Problem to work on:
Reproduce every item below with "Pardon the interruption" swapped for "Excuse me", leaving everything else as it is. Omit the pictures from your output.

Entries provided:
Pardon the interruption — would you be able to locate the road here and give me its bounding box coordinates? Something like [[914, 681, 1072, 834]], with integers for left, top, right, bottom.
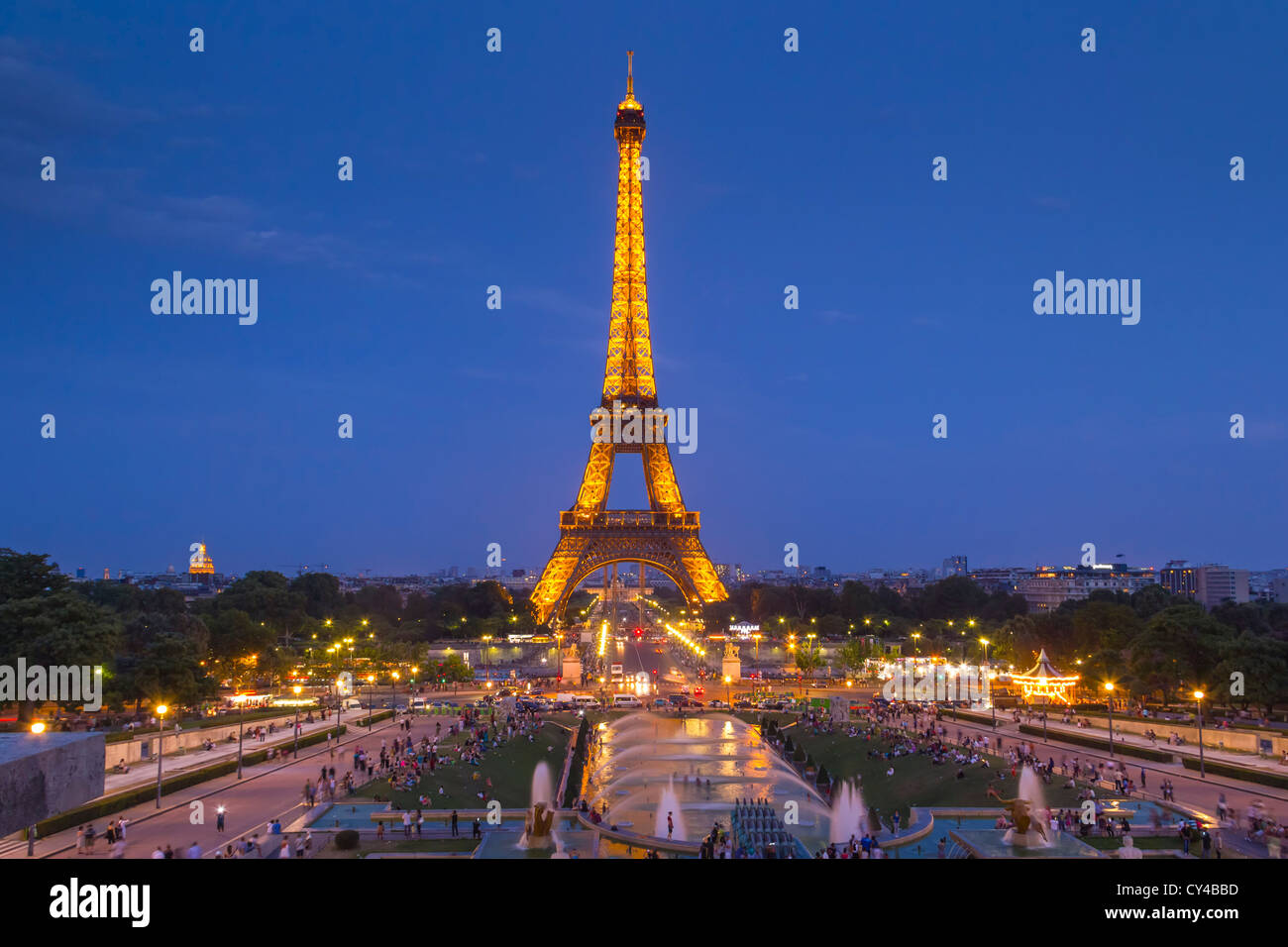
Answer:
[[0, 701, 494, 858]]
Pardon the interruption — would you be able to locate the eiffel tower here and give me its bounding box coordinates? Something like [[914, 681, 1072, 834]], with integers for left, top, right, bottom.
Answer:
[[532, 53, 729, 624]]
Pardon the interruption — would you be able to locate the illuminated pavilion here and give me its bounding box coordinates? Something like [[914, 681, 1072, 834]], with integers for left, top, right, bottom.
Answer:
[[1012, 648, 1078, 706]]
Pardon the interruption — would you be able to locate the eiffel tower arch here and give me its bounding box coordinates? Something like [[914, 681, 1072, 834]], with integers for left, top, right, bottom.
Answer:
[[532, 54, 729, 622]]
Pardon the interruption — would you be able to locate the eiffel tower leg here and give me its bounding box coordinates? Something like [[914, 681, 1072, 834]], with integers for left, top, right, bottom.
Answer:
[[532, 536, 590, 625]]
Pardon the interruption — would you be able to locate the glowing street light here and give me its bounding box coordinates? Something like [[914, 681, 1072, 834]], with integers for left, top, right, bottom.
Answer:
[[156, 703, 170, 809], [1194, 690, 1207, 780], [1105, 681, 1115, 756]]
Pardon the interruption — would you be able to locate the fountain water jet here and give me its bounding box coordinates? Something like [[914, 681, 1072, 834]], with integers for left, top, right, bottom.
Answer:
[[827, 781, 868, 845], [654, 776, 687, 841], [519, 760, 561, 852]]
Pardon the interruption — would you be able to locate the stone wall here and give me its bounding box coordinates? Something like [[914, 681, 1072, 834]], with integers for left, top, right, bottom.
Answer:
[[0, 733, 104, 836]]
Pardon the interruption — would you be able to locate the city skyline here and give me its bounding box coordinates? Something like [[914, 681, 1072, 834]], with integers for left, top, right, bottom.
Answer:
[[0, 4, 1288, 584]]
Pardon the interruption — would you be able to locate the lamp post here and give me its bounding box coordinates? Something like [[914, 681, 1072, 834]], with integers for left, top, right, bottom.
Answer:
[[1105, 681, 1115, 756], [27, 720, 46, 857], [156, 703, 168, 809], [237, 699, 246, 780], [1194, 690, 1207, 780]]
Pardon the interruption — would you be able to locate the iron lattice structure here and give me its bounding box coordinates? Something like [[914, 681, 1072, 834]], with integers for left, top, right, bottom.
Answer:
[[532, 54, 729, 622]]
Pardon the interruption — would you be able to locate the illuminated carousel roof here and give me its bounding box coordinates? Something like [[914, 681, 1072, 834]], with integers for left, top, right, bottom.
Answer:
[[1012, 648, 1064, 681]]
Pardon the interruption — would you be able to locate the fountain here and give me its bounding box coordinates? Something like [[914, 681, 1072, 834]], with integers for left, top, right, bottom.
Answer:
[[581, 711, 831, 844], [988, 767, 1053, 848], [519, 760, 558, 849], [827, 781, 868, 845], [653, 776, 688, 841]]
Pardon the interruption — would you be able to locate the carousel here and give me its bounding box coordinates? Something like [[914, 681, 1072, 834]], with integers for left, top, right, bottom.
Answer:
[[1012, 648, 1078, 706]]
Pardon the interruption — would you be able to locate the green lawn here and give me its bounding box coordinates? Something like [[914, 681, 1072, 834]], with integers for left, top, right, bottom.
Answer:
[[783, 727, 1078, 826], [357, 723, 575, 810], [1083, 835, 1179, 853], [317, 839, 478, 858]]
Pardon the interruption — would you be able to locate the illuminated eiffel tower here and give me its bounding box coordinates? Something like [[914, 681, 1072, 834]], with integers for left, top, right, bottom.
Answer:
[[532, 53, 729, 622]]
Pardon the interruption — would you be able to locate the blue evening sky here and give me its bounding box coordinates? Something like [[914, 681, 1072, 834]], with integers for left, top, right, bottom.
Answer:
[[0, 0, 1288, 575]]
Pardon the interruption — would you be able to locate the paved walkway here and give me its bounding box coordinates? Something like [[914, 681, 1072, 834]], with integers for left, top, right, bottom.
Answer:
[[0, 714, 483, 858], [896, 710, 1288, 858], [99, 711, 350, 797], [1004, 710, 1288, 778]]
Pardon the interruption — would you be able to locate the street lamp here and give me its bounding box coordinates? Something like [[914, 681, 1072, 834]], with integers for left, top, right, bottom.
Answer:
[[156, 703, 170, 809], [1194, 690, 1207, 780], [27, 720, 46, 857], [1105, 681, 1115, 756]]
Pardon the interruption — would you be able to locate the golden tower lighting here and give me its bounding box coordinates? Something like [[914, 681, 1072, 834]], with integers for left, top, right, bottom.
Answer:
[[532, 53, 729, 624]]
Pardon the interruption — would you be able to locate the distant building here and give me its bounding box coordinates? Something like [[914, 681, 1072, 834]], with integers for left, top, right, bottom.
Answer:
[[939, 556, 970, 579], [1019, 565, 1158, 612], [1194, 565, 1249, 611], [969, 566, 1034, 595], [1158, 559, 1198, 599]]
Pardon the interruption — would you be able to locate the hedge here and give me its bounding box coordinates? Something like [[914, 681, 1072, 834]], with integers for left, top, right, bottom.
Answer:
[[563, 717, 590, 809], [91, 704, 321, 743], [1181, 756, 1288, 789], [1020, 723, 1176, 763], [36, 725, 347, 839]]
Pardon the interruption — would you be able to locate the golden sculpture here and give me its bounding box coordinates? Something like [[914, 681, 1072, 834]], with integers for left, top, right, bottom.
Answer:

Complete response:
Excuse me — would you be able to locate the road here and give me its bounding box coordinates? Something like [[914, 681, 1072, 834]], with integers for left, top, right, bottom.
Answer:
[[0, 701, 494, 858]]
Excuse me — would you be able to locate the eiffel tower here and give me its bounding box coordinates? Something like [[914, 681, 1072, 834]], with integers for left, top, right, bottom.
Answer:
[[532, 53, 729, 624]]
Excuse me — would you be able to locate the illuminated pavilion here and give me its bounding box coordinates? Something like [[914, 681, 1072, 834]], with integers for left, top, right, bottom.
Answer:
[[1012, 648, 1078, 706]]
Excuse me — would you be able to locate the eiffel tower arch here and give me its bounding box coordinates? Something like [[914, 681, 1072, 834]], with integers for left, top, right, bottom.
Answer:
[[532, 54, 729, 622]]
Excuse me — would you be able to locate the eiffel tower leg here and give me its bounding box coordinates? Something like [[914, 681, 1072, 834]], with integers for left, top, right, bottom.
Answer:
[[532, 536, 590, 625]]
Excuse me — would you be able to locate the glowing street light here and give me its bounding box coordinates? Something like [[914, 681, 1072, 834]], with integers for left, top, right, bottom.
Answer:
[[156, 703, 170, 809], [1194, 690, 1207, 780], [1105, 681, 1115, 756]]
Excuse me — would you be able to locate the fountain water jet here and give me its bounding box coordinates? Something like [[914, 681, 1072, 834]], with integers for left, top, right, bottom.
Answer:
[[827, 781, 868, 845], [654, 776, 687, 841], [519, 760, 561, 852]]
Excuse me — would you be able to locate the stone wall here and give me its bounding box coordinates? Something like [[914, 681, 1072, 834]], with integers for left, top, right, bottom.
Answer:
[[0, 733, 104, 836]]
Excuse me — would you be able to locate the city skyline here and give me its bounding box coordinates? Something like [[914, 681, 1072, 834]], with integers for left, top, right, bottom.
Answer:
[[0, 4, 1288, 584]]
Excuse me — would you be able to locate the lamp post here and give me its bounding box coordinates? Something like [[914, 681, 1072, 834]], with integers for left, top, right, bottom.
Answer:
[[1105, 681, 1115, 756], [27, 720, 46, 857], [156, 703, 168, 809], [237, 699, 246, 780], [1194, 690, 1207, 780]]
Excuse me — would you be able to locate the iron lattice structure here and give me its bounding box coordinates? Something like [[914, 681, 1072, 834]], with integers for left, top, right, bottom.
Answer:
[[532, 54, 729, 622]]
Excuse me — would you be able to locate the illuminated carousel roof here and give me its bounding box coordinates? Something like [[914, 681, 1072, 834]], with integers for left, top, right, bottom.
Answer:
[[1012, 648, 1064, 681]]
Excuse me — would you be able to locate the fountain here and give me its bounding box coordinates? Something like [[914, 681, 1072, 834]], with integers for left, top, right, bottom.
Answer:
[[581, 711, 831, 844], [988, 767, 1053, 848], [519, 760, 558, 849], [827, 781, 868, 845], [653, 776, 688, 841]]
Excuse me — would you be able to locate the carousel here and give me its bounding box coordinates? Something like [[914, 681, 1072, 834]], with integers for left, top, right, bottom.
Answer:
[[1012, 648, 1078, 706]]
Excuse me — would you be able to locate the green lawn here and give me its bounding box coordinates? Something like [[914, 681, 1072, 834]], with integers for left, top, right, bottom.
Answer:
[[783, 727, 1078, 826], [357, 723, 575, 810], [1083, 835, 1179, 853], [317, 839, 478, 858]]
Excuse me — would you be able to locate the illuminated eiffel tower here and give me its bounding box coordinates? Something like [[914, 681, 1072, 834]], with integers for left, top, right, bottom.
Answer:
[[532, 53, 729, 622]]
Excuse me — would you be able to locate the blue evening sky here and give me its bounding box coordinates? Something like [[914, 681, 1072, 834]], with integers for left, top, right, bottom.
Answer:
[[0, 0, 1288, 575]]
Excuse me — would you be able to locate the paved walkway here and give me its bounding box coordinates? Something like [[914, 681, 1072, 834]], with integers for left, top, right, bottom.
Answer:
[[0, 714, 483, 858], [896, 710, 1288, 858], [99, 711, 350, 797], [1004, 710, 1288, 778]]
Excuse me — would you be able to locate the street lamp here and give me its bounding box coordinates? Something like [[914, 681, 1072, 834]], with integers for left, top, right, bottom.
Answer:
[[156, 703, 170, 809], [1194, 690, 1207, 780], [27, 720, 46, 857], [1105, 681, 1115, 756]]
Excuse me — would you be able to locate the golden tower lighting here and give me its bounding box coordinates? Something like [[914, 681, 1072, 834]], with integers for left, top, right, bottom.
Answer:
[[532, 53, 729, 624]]
Excuse me — would you be able to locate the distant building here and give me its bounding box coordinates? Something like [[914, 681, 1072, 834]], with integers for left, top, right, bottom.
Answer:
[[939, 556, 970, 579], [1019, 565, 1158, 612], [1194, 565, 1249, 611], [969, 566, 1034, 595], [1158, 559, 1198, 599]]
Excuse me — would you be able to locate the hedge here and give me its bounding box coordinates? Something like [[914, 681, 1072, 834]], with integers for left, top, right, bottom.
Answer:
[[563, 717, 590, 809], [91, 704, 321, 743], [1181, 756, 1288, 789], [1020, 723, 1176, 763], [36, 725, 347, 839]]
Excuse me — would you be able to locate the golden sculpture here and give me its bounding box coordinates? Something like [[914, 681, 1072, 834]], with integers for left, top, right, bottom.
Answer:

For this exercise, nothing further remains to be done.